The Fourier cosine transform of an exponential sawtooth wave times $e^{-x/2}$:

$$\operatorname{FourierCosineTransform}(\operatorname{SawtoothWave}(e^x)\cdot e^{-\frac{x}{2}})$$

can be plotted with the following Mathematica 8 program:

scale = 1000000;
xres = .00001;
x = Exp[Range[0, Log[scale], xres]];
a = FourierDCT[SawtoothWave[x]*x^(-1/2)];
c = 62.357
d = N[Im[ZetaZero[1]]]
datapointsdisplayed = 300;
ymin = -10;
ymax = 10;
p = 0.013;
g1 = ListLinePlot[a[[1 ;; datapointsdisplayed]], 
   PlotRange -> {ymin, ymax}, 
   DataRange -> {0, N[Im[ZetaZero[1]]]/c*datapointsdisplayed}];
g2 = Graphics[{PointSize[p], Point[{N[Im[ZetaZero[1]]], 0}]}];
g3 = Graphics[{PointSize[p], Point[{N[Im[ZetaZero[2]]], 0}]}];
g4 = Graphics[{PointSize[p], Point[{N[Im[ZetaZero[3]]], 0}]}];
g5 = Graphics[{PointSize[p], Point[{N[Im[ZetaZero[4]]], 0}]}];
g6 = Graphics[{PointSize[p], Point[{N[Im[ZetaZero[5]]], 0}]}];
g7 = Graphics[{PointSize[p], Point[{N[Im[ZetaZero[6]]], 0}]}];
g8 = Graphics[{PointSize[p], Point[{N[Im[ZetaZero[7]]], 0}]}];
g9 = Graphics[{PointSize[p], Point[{N[Im[ZetaZero[8]]], 0}]}];
g10 = Graphics[{PointSize[p], Point[{N[Im[ZetaZero[9]]], 0}]}];
Show[g1, g2, g3, g4, g5, g6, g7, g8, g9, g10, ImageSize -> Large]
N[Im[ZetaZero[Range[15]]]]

which outputs:

enter image description here

Figure 1.

Where the black dots are equal to the imaginary parts of the Riemann zeta zeros.

Does the blue curve cross the x-axis at values equal to the imaginary parts of the Riemann zeta zeros?


Edit 21.2.2012: Taking the Fourier Sine Transform of the result in Figure 1:

(*Mathematica 8*)
Clear[x]
scale = 1000000;
xres = .00001;
x = Exp[Range[0, Log[scale], xres]];
a = FourierDST[FourierDCT[SawtoothWave[x]*x^(-1/2)]];
(*b=Length[a]*)

- AVAILABLE DATA:
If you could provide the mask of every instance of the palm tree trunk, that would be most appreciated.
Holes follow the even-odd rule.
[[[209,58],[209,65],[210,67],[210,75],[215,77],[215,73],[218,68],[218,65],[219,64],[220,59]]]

- SHORT EXERCISE 1: In the Fourier cosine transform post, name every variable that the first Mathematica program sets directly to a literal number, and give each one's value.
- SHORT EXERCISE 2: Continue the Fourier cosine transform post from its last line.

- EXPECTED ANSWER 1:
- scale = 1000000
- xres = .00001
- c = 62.357
- datapointsdisplayed = 300
- ymin = -10
- ymax = 10
- p = 0.013

- EXPECTED ANSWER 2:
c = 1410000
datapointsdisplayed = scale;
ymin = -0.5;
ymax = 1.5;
p = 0.011;
g1 = ListLinePlot[a[[1 ;; datapointsdisplayed]], 
   PlotRange -> {ymin, ymax}, 
   DataRange -> {0, N[Im[ZetaZero[1]]]/c*datapointsdisplayed}];
g2 = Graphics[{PointSize[p], Point[{N[Log[2]], 0}]}];
g3 = Graphics[{PointSize[p], Point[{N[Log[3]], 0}]}];
g4 = Graphics[{PointSize[p], Point[{N[Log[4]], 0}]}];
g5 = Graphics[{PointSize[p], Point[{N[Log[5]], 0}]}];
g6 = Graphics[{PointSize[p], Point[{N[Log[6]], 0}]}];
g7 = Graphics[{PointSize[p], Point[{N[Log[7]], 0}]}];
g8 = Graphics[{PointSize[p], Point[{N[Log[8]], 0}]}];
g9 = Graphics[{PointSize[p], Point[{N[Log[9]], 0}]}];
g10 = Graphics[{PointSize[p], Point[{N[Log[10]], 0}]}];
g11 = Graphics[{PointSize[p], Point[{N[Log[11]], 0}]}];
Show[g1, g2, g3, g4, g5, g6, g7, g8, g9, g10, g11, ImageSize -> Large]
N[Log[Range[11]]]

we get as suggested by draks , a spectrum with logarithms as frequencies:

enter image description here

Figure 2.

where the black dots are at x-values of $\log(n)$ , $n=(1),2,3...$

Trying to mimic this picture with discrete deltas:

(*Mathematica 8*)
Clear[x, xx]
scale = 1000000;
xres = .00001;
x = Exp[Range[0, Log[scale], xres]];
xx = Flatten[{0, Differences[Floor[Exp[Range[0, Log[scale], xres]]]]}];
ListLinePlot[xx*x^(-1/2), PlotRange -> {-0.1, 0.8}, 
 ImageSize -> Large]

we have:

discrete-deltas-at-x-equal-to-logarithms

Figure 3.


Edit 22.2.2012: Adjusting the resolution and scale in the Inverse Fourier Sine Transform

(*Mathematica 8*)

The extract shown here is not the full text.